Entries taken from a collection
____

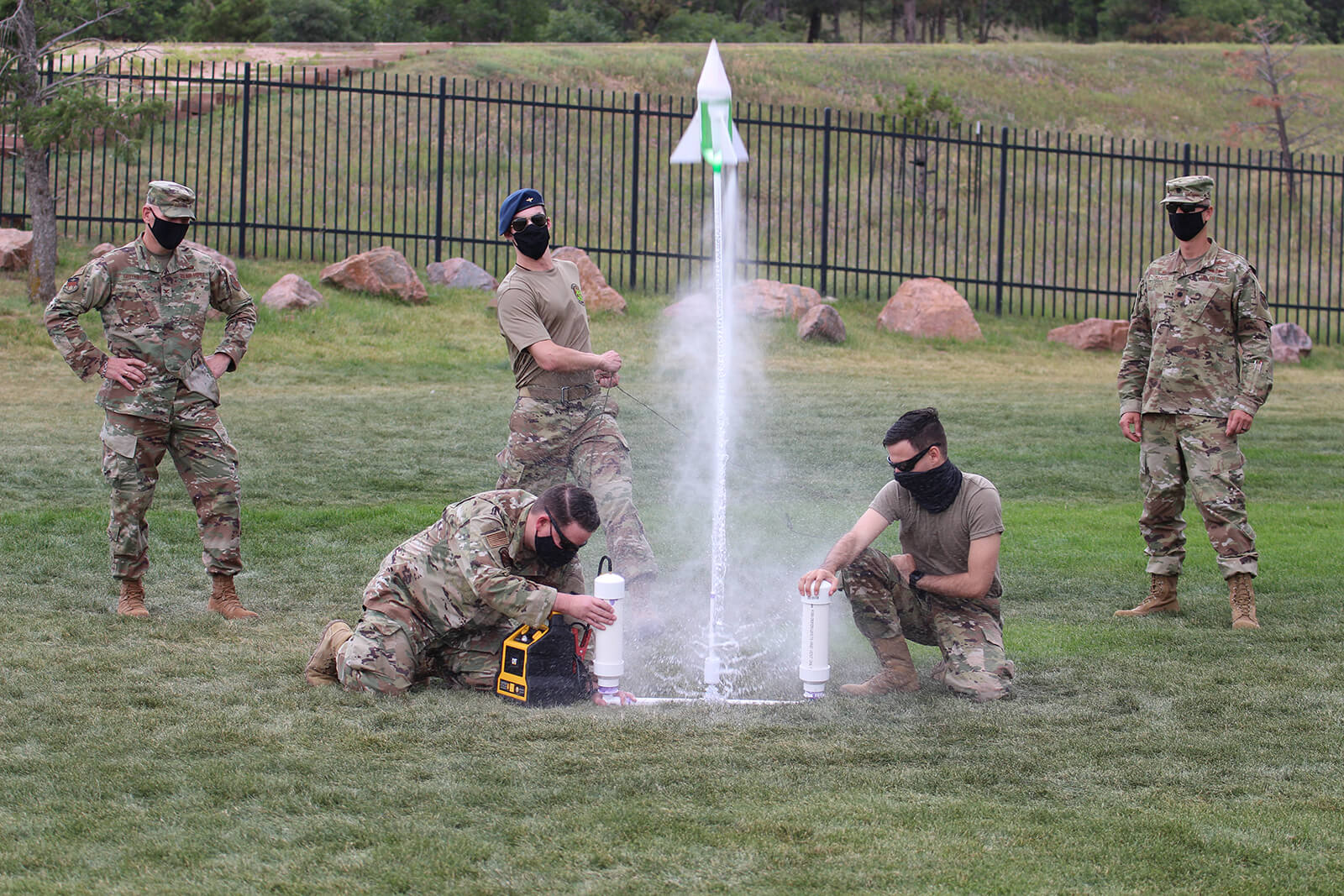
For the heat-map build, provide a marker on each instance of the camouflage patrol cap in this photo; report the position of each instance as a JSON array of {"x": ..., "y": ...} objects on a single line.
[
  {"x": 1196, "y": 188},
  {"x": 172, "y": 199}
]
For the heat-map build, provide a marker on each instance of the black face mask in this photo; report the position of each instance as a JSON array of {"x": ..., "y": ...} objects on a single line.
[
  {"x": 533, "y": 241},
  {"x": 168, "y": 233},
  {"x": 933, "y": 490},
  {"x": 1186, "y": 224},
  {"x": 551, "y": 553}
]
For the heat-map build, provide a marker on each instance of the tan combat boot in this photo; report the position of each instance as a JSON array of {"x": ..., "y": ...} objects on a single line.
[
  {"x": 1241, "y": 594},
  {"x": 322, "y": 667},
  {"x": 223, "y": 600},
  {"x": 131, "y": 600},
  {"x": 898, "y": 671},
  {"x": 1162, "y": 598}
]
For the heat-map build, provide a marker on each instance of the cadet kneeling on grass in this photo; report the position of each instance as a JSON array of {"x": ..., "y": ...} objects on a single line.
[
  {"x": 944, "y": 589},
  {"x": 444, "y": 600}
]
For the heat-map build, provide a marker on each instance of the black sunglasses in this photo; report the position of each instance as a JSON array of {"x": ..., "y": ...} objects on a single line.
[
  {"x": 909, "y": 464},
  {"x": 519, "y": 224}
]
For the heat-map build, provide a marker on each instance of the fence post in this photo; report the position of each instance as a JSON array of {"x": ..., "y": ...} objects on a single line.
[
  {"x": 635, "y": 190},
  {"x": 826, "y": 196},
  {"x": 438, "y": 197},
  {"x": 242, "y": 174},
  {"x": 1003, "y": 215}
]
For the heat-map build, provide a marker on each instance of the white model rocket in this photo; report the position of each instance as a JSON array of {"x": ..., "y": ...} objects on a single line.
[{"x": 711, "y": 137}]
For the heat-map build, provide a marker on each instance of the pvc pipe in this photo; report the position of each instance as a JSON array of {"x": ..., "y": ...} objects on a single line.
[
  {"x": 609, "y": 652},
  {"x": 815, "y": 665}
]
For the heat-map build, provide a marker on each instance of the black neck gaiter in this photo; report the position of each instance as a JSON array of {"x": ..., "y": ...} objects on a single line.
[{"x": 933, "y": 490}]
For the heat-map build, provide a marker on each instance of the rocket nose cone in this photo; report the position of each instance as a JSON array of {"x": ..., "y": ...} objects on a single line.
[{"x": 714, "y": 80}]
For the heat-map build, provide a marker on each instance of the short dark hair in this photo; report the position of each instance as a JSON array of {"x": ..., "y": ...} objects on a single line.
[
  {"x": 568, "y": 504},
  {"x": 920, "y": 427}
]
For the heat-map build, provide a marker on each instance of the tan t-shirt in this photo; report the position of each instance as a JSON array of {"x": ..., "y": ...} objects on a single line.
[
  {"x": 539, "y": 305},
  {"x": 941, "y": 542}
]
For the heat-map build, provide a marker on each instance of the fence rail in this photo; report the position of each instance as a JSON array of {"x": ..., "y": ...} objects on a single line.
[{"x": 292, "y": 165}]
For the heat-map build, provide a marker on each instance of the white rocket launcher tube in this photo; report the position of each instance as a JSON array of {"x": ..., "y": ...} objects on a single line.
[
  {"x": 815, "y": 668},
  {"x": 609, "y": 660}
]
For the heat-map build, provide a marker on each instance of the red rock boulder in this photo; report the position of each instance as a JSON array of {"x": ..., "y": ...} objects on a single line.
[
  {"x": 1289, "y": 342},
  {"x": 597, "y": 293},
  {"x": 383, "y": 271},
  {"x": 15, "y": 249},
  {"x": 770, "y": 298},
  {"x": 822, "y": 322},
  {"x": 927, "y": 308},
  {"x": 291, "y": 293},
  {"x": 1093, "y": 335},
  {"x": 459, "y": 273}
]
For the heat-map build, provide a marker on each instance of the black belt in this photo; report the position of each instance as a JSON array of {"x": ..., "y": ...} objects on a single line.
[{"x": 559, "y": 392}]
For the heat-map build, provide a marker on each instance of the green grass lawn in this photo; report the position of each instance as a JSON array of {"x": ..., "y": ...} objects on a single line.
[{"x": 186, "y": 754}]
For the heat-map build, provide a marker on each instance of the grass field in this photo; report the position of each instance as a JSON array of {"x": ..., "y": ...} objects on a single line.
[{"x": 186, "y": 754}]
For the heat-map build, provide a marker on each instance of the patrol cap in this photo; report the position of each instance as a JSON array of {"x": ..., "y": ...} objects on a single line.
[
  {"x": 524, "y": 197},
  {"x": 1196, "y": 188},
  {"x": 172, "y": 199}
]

____

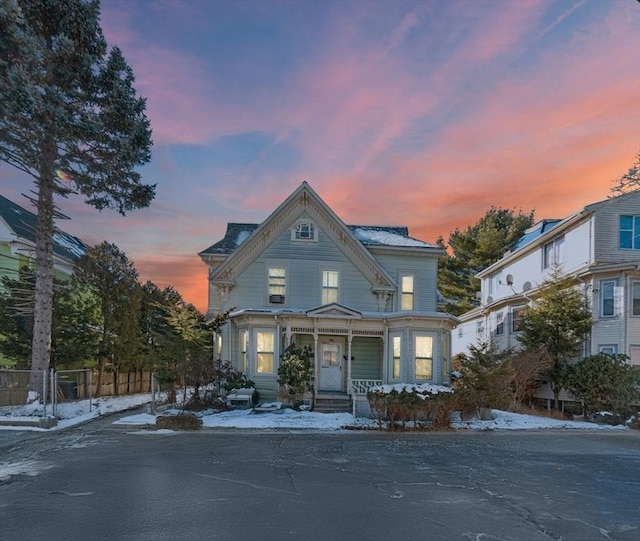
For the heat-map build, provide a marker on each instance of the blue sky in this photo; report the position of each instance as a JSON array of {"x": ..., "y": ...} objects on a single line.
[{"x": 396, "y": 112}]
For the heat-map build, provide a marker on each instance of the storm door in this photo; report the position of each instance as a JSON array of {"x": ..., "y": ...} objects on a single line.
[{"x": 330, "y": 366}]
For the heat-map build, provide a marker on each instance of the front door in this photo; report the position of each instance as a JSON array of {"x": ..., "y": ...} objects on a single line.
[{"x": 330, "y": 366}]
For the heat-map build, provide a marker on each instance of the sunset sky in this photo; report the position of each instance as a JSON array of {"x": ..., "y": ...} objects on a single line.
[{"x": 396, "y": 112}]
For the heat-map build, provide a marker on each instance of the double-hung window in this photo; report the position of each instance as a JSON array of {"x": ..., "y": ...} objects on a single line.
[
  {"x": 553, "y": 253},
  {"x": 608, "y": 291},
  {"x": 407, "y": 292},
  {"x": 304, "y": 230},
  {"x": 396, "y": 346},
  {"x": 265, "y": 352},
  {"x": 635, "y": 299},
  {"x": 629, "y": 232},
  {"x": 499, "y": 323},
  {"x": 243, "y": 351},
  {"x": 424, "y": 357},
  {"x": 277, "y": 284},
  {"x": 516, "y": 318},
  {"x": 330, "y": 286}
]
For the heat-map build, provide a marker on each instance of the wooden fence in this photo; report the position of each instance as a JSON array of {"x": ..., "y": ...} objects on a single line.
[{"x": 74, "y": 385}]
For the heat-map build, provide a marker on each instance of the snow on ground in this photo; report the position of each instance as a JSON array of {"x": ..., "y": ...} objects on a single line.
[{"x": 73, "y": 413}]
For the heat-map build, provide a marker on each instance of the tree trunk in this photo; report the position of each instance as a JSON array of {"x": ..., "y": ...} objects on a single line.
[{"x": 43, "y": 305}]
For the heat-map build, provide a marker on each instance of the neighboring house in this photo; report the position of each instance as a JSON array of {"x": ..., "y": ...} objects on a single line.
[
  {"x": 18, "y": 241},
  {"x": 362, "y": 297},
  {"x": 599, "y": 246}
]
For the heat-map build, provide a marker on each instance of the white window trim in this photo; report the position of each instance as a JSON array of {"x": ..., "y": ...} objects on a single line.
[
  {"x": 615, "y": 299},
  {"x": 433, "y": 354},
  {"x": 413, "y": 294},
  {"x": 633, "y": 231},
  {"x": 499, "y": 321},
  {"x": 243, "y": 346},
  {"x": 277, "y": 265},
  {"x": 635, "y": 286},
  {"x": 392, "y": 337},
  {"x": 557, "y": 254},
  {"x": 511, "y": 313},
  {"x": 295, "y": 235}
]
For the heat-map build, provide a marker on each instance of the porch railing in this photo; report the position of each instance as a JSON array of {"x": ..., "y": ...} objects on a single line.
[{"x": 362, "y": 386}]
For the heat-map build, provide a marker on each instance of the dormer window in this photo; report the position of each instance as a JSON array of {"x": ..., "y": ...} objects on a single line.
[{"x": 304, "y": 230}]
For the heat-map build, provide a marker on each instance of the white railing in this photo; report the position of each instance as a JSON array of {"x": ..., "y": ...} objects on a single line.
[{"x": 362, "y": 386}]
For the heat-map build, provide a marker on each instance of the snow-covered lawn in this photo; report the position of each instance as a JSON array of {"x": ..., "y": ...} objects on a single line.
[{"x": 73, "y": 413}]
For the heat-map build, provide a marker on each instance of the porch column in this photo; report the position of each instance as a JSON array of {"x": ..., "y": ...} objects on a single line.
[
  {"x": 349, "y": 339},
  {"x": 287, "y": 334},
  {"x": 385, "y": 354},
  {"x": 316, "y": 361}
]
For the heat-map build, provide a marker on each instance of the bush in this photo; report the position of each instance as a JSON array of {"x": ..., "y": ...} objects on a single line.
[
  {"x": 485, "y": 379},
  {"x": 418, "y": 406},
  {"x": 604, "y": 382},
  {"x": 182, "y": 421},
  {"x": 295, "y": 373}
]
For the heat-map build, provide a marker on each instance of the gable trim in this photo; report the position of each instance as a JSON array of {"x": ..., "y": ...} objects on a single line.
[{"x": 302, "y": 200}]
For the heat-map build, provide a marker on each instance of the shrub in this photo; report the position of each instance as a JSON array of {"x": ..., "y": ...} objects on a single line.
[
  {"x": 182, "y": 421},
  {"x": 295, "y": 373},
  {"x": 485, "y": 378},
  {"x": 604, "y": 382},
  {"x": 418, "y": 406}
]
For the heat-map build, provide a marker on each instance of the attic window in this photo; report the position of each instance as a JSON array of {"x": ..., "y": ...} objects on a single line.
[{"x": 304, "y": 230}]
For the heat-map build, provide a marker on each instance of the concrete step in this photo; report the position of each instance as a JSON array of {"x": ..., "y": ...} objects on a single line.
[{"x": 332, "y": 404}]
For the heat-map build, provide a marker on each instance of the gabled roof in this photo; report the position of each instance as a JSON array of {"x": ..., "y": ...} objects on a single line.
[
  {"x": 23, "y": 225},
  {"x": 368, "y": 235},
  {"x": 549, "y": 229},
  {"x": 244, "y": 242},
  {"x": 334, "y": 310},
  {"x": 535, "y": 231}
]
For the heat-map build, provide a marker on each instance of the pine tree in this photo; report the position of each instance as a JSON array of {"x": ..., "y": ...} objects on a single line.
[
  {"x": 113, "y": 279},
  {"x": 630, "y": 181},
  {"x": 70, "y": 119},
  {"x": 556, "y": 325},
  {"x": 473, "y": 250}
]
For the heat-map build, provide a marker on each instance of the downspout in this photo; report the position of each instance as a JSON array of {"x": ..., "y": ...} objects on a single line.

____

YOUR ASSIGNMENT
Would you print exactly, and only, the lines of the data above from the line with "of the gabled" through the line with "of the downspout", inclusive?

ANSWER SECTION
For the heat-map build, provide a marker on each instance of the gabled roof in this photo; report the position of each instance as a JSON array of {"x": ..., "y": ...} objects on a single line.
[
  {"x": 23, "y": 225},
  {"x": 368, "y": 235},
  {"x": 549, "y": 229},
  {"x": 244, "y": 242},
  {"x": 334, "y": 310},
  {"x": 535, "y": 231}
]
For the heat-map build, provide a marker on each instance of the pine tree in this photo; report the position of each instance as a JSON array of {"x": ..., "y": ...} objects on a single line.
[
  {"x": 113, "y": 279},
  {"x": 630, "y": 181},
  {"x": 70, "y": 119},
  {"x": 556, "y": 325},
  {"x": 473, "y": 250}
]
For the heat-map build, provide a marker on each instance of the downspout in this photo; report the position of each instance as a JSON array of {"x": ..., "y": ...} objects on a single line.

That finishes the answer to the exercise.